**Work instructions:** Please format every line of the listing below as a numbered list, skipping the blank lines. Leave the pictures out of your answer.

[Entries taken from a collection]
☆ ☆ ☆ ☆ ☆

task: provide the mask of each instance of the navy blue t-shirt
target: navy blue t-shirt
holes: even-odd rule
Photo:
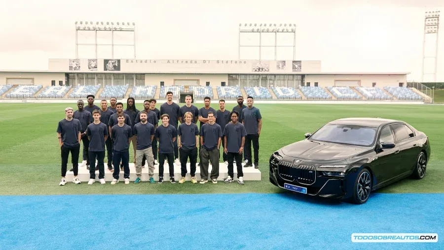
[[[230,120],[231,120],[230,117],[230,112],[226,109],[223,112],[220,110],[218,110],[216,111],[216,115],[218,117],[218,119],[216,120],[216,123],[221,126],[221,128],[222,129],[222,131],[223,131],[223,129],[225,128],[225,125],[228,124],[230,122]]]
[[[217,123],[210,125],[209,123],[204,124],[200,129],[200,135],[204,137],[202,146],[208,150],[213,150],[217,148],[219,137],[222,137],[222,129]]]
[[[258,119],[261,119],[260,111],[255,107],[251,109],[247,108],[242,110],[241,116],[244,121],[244,126],[247,134],[258,134],[259,133],[259,122]]]
[[[132,137],[131,127],[126,124],[124,124],[121,127],[115,125],[111,128],[111,138],[114,142],[112,144],[113,150],[118,152],[128,150],[129,148],[128,139]]]
[[[137,136],[137,147],[136,148],[137,150],[151,147],[152,144],[151,136],[154,135],[155,130],[154,126],[149,123],[147,123],[146,124],[139,123],[134,125],[133,134]]]
[[[74,115],[73,117],[80,121],[80,124],[82,125],[80,132],[86,131],[86,127],[94,121],[91,113],[84,109],[82,112],[78,110],[74,111]]]
[[[105,151],[105,137],[108,135],[108,127],[106,124],[103,123],[90,124],[86,134],[90,136],[88,150],[94,152]]]
[[[71,121],[65,119],[59,122],[57,133],[62,133],[63,147],[74,148],[79,145],[78,136],[81,126],[80,121],[75,118]]]
[[[216,110],[214,108],[212,108],[211,107],[210,107],[210,108],[209,108],[208,109],[206,109],[205,107],[200,108],[200,109],[199,110],[199,116],[201,116],[201,117],[203,117],[204,118],[208,118],[208,112],[212,112],[213,113],[213,114],[214,114],[214,119],[216,119],[216,118],[218,118],[218,117],[217,116],[217,114],[216,114]],[[217,121],[217,119],[216,119],[216,121]],[[200,125],[199,126],[199,127],[200,128],[200,130],[202,130],[202,125],[203,125],[204,124],[206,124],[204,123],[202,123],[202,122],[200,122],[199,123],[200,124]]]
[[[169,124],[167,127],[163,125],[160,125],[156,129],[155,137],[159,138],[159,153],[162,154],[174,153],[173,138],[177,138],[177,130],[174,126],[171,124]]]
[[[185,113],[186,112],[191,112],[193,114],[193,119],[191,119],[191,123],[194,123],[197,117],[199,116],[199,109],[195,106],[192,105],[190,107],[188,107],[186,105],[181,107],[179,109],[179,117],[182,118],[182,123],[185,123]]]
[[[176,130],[179,122],[179,111],[180,108],[179,105],[175,102],[173,102],[171,105],[165,102],[160,106],[160,116],[164,114],[167,114],[170,116],[170,121],[168,123],[173,125]]]
[[[237,153],[242,144],[242,137],[247,136],[244,125],[237,122],[230,123],[225,126],[223,135],[226,137],[226,150],[229,153]]]
[[[196,148],[196,136],[199,135],[197,125],[193,123],[189,125],[183,123],[179,125],[177,134],[181,136],[181,144],[183,149],[191,150]]]

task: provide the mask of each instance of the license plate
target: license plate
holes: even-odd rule
[[[297,186],[292,185],[287,183],[284,184],[284,188],[287,190],[297,192],[298,193],[302,193],[307,194],[307,188],[299,187]]]

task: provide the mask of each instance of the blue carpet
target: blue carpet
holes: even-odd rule
[[[444,249],[353,243],[353,233],[444,236],[444,194],[367,203],[284,194],[0,196],[0,249]]]

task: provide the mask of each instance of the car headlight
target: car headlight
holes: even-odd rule
[[[334,167],[334,168],[344,168],[348,166],[348,165],[323,165],[319,166],[319,167]]]

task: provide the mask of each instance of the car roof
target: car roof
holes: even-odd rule
[[[350,118],[335,120],[330,122],[329,124],[340,124],[342,125],[354,125],[370,127],[379,127],[379,126],[381,126],[381,125],[397,122],[405,123],[402,121],[384,119],[383,118]]]

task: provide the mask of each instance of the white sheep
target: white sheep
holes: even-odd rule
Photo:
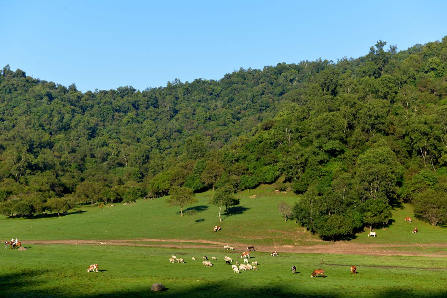
[[[240,270],[241,271],[242,271],[243,270],[245,270],[246,271],[247,266],[244,265],[244,264],[241,264],[240,266],[239,266],[239,270]]]

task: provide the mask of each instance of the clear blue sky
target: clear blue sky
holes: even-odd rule
[[[0,66],[82,91],[143,90],[447,35],[447,1],[363,2],[0,0]]]

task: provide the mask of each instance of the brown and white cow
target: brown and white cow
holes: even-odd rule
[[[240,258],[243,259],[244,258],[249,258],[250,257],[250,252],[242,252],[242,254],[240,255]]]
[[[323,275],[323,278],[325,278],[325,269],[316,269],[313,270],[313,272],[312,274],[310,275],[310,277],[313,277],[314,276],[318,277],[318,274],[321,274]]]
[[[92,264],[89,266],[89,269],[87,269],[87,272],[90,272],[90,271],[94,271],[95,269],[96,269],[96,272],[98,272],[98,264],[95,264],[95,265]]]

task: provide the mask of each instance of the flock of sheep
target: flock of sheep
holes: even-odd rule
[[[225,249],[231,249],[232,250],[234,250],[234,248],[228,245],[225,245],[224,246],[224,248]],[[208,257],[206,256],[204,256],[203,258],[203,260],[208,260]],[[212,257],[211,260],[217,261],[217,259],[215,257]],[[242,257],[241,257],[242,258]],[[192,260],[195,261],[196,259],[194,257],[192,257]],[[235,264],[236,265],[232,265],[232,263],[233,262],[233,260],[229,257],[225,256],[224,257],[224,259],[225,261],[225,263],[228,265],[231,265],[232,270],[236,273],[240,273],[240,271],[242,270],[245,271],[249,271],[249,270],[257,270],[257,266],[258,265],[257,261],[254,261],[254,262],[252,262],[251,264],[249,264],[249,260],[248,259],[244,258],[244,263],[240,264],[239,262],[236,261]],[[175,256],[171,256],[171,257],[169,258],[169,263],[185,263],[184,261],[183,258],[177,258]],[[205,267],[212,267],[213,264],[211,261],[204,261],[202,262],[202,264]],[[239,267],[238,267],[239,266]]]

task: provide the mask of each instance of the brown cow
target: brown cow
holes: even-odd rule
[[[316,276],[318,277],[318,274],[321,274],[323,275],[323,278],[325,278],[325,269],[316,269],[313,270],[313,272],[312,274],[310,275],[310,277],[313,277],[314,276]]]

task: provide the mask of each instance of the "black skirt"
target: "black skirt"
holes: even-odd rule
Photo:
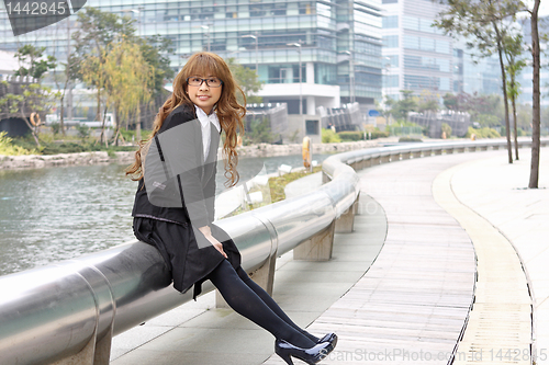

☆ ☆ ☆ ☆ ☆

**In response:**
1. task: provide the mask of each instance of the navy blue t-shirt
2. target: navy blue t-shirt
3. holes: even-odd rule
4. Photo:
5. [[[230,120],[231,120],[230,117],[230,112],[226,109],[223,112],[220,110],[218,110],[216,111],[216,115],[218,117],[218,119],[216,120],[216,123],[221,126],[221,128],[222,129],[222,131],[223,131],[223,129],[225,128],[225,125],[228,124],[230,122]]]
6. [[[217,123],[210,125],[209,123],[204,124],[200,129],[200,135],[204,137],[202,146],[208,150],[213,150],[217,148],[219,137],[222,137],[222,129]]]
7. [[[258,119],[261,119],[260,111],[255,107],[251,109],[247,108],[242,110],[241,116],[244,121],[244,126],[247,134],[258,134],[259,133],[259,122]]]
8. [[[132,137],[131,127],[126,124],[124,124],[121,127],[115,125],[111,128],[111,138],[114,142],[112,144],[113,150],[118,152],[128,150],[129,148],[128,139]]]
9. [[[137,136],[137,147],[136,148],[137,150],[151,147],[152,144],[151,136],[154,135],[155,130],[154,126],[149,123],[147,123],[146,124],[139,123],[134,125],[133,134]]]
10. [[[74,115],[73,117],[80,121],[80,124],[82,125],[80,132],[86,131],[86,127],[94,121],[91,113],[84,109],[82,112],[78,110],[74,111]]]
11. [[[105,151],[105,137],[108,135],[108,127],[106,124],[103,123],[90,124],[86,134],[90,136],[88,150],[94,152]]]
12. [[[71,121],[65,119],[59,122],[57,133],[62,133],[63,147],[74,148],[79,145],[78,136],[81,126],[80,121],[75,118]]]
13. [[[216,110],[214,108],[212,108],[211,107],[210,107],[210,108],[209,108],[208,109],[206,109],[205,107],[200,108],[200,109],[199,110],[199,116],[201,116],[201,117],[203,117],[204,118],[208,118],[208,112],[212,112],[213,113],[213,114],[214,114],[214,119],[216,119],[216,118],[218,118],[218,117],[217,116],[217,114],[216,114]],[[217,121],[217,119],[216,119],[216,121]],[[200,125],[199,126],[199,127],[200,128],[200,130],[202,130],[202,125],[203,125],[204,124],[206,124],[204,123],[202,123],[202,122],[200,122],[199,123],[200,124]]]
14. [[[169,124],[167,127],[163,125],[160,125],[156,129],[155,137],[159,138],[159,153],[162,154],[174,153],[173,138],[177,138],[177,130],[174,126],[171,124]]]
15. [[[185,113],[186,112],[191,112],[193,114],[193,119],[191,119],[191,123],[194,123],[197,117],[199,116],[199,109],[195,106],[192,105],[190,107],[188,107],[186,105],[181,107],[179,109],[179,117],[182,118],[182,123],[185,123]]]
16. [[[176,130],[179,122],[179,111],[180,108],[179,105],[175,102],[173,102],[171,105],[165,102],[160,106],[160,116],[164,114],[167,114],[170,116],[170,121],[168,123],[173,125]]]
17. [[[237,153],[242,144],[242,137],[247,136],[244,125],[237,122],[230,123],[225,126],[223,135],[226,137],[226,150],[229,153]]]
18. [[[196,148],[196,136],[199,135],[197,125],[193,123],[189,125],[183,123],[179,125],[177,134],[181,136],[181,144],[183,149],[191,150]]]
19. task: provide the mask of each instance of the license plate
20. target: license plate
21. holes: even-odd rule
22. [[[297,186],[292,185],[287,183],[284,184],[284,188],[287,190],[297,192],[298,193],[302,193],[307,194],[307,188],[299,187]]]
23. task: provide the mask of each instance of the blue carpet
24. target: blue carpet
25. holes: even-odd rule
26. [[[444,249],[353,243],[353,233],[444,236],[444,194],[367,203],[284,194],[0,196],[0,249]]]
27. task: provide the mask of each instance of the car headlight
28. target: car headlight
29. holes: even-odd rule
30. [[[334,167],[334,168],[344,168],[348,166],[348,165],[323,165],[319,166],[319,167]]]
31. task: provide the mask of each instance of the car roof
32. target: car roof
33. holes: even-odd rule
34. [[[350,118],[335,120],[330,122],[329,124],[340,124],[342,125],[354,125],[370,127],[379,127],[379,126],[381,126],[381,125],[397,122],[405,123],[402,121],[384,119],[383,118]]]
35. task: provide the mask of each instance of the white sheep
36. target: white sheep
37. holes: even-odd rule
38. Photo:
39. [[[240,270],[241,271],[242,271],[243,270],[245,270],[246,271],[247,266],[244,265],[244,264],[241,264],[240,266],[239,266],[239,270]]]
40. task: provide the mask of each instance of the clear blue sky
41. target: clear blue sky
42. holes: even-odd rule
43. [[[0,66],[82,91],[143,90],[447,35],[447,1],[363,2],[0,0]]]
44. task: provide the mask of each instance of the brown and white cow
45. target: brown and white cow
46. holes: even-odd rule
47. [[[240,258],[243,259],[244,258],[249,258],[250,257],[250,252],[242,252],[242,254],[240,255]]]
48. [[[323,275],[323,278],[325,278],[325,269],[316,269],[313,270],[313,272],[312,274],[310,275],[310,277],[313,277],[314,276],[318,277],[318,274],[321,274]]]
49. [[[92,264],[89,266],[89,269],[87,269],[87,272],[90,272],[90,271],[94,271],[95,269],[96,269],[96,272],[98,272],[98,264],[95,264],[95,265]]]
50. task: provide the mask of each instance of the flock of sheep
51. target: flock of sheep
52. holes: even-odd rule
53. [[[225,249],[231,249],[232,250],[234,250],[234,248],[228,245],[225,245],[224,246],[224,248]],[[208,257],[206,256],[204,256],[203,258],[203,260],[208,260]],[[212,257],[211,260],[217,261],[217,259],[215,257]],[[242,257],[241,257],[242,258]],[[192,260],[195,261],[196,259],[194,257],[192,257]],[[235,264],[236,265],[232,265],[232,263],[233,262],[233,260],[229,257],[225,256],[224,257],[224,259],[225,261],[225,263],[228,265],[231,265],[232,270],[236,273],[240,273],[240,271],[242,270],[245,271],[249,271],[249,270],[257,270],[257,266],[258,265],[257,261],[254,261],[254,262],[252,262],[251,264],[249,264],[249,260],[248,259],[244,258],[244,263],[240,264],[239,262],[236,261]],[[175,256],[171,256],[171,257],[169,258],[169,263],[185,263],[184,261],[183,258],[177,258]],[[205,267],[212,267],[213,264],[211,261],[204,261],[202,262],[202,264]],[[239,267],[238,267],[239,266]]]
54. task: provide the mask of each instance of the brown cow
55. target: brown cow
56. holes: even-odd rule
57. [[[316,276],[318,277],[318,274],[321,274],[323,275],[323,278],[325,278],[325,269],[316,269],[313,270],[313,272],[312,274],[310,275],[310,277],[313,277],[314,276]]]
58. task: provide the mask of each instance of the "black skirt"
59. target: "black skirt"
60. holes: even-odd rule
61. Photo:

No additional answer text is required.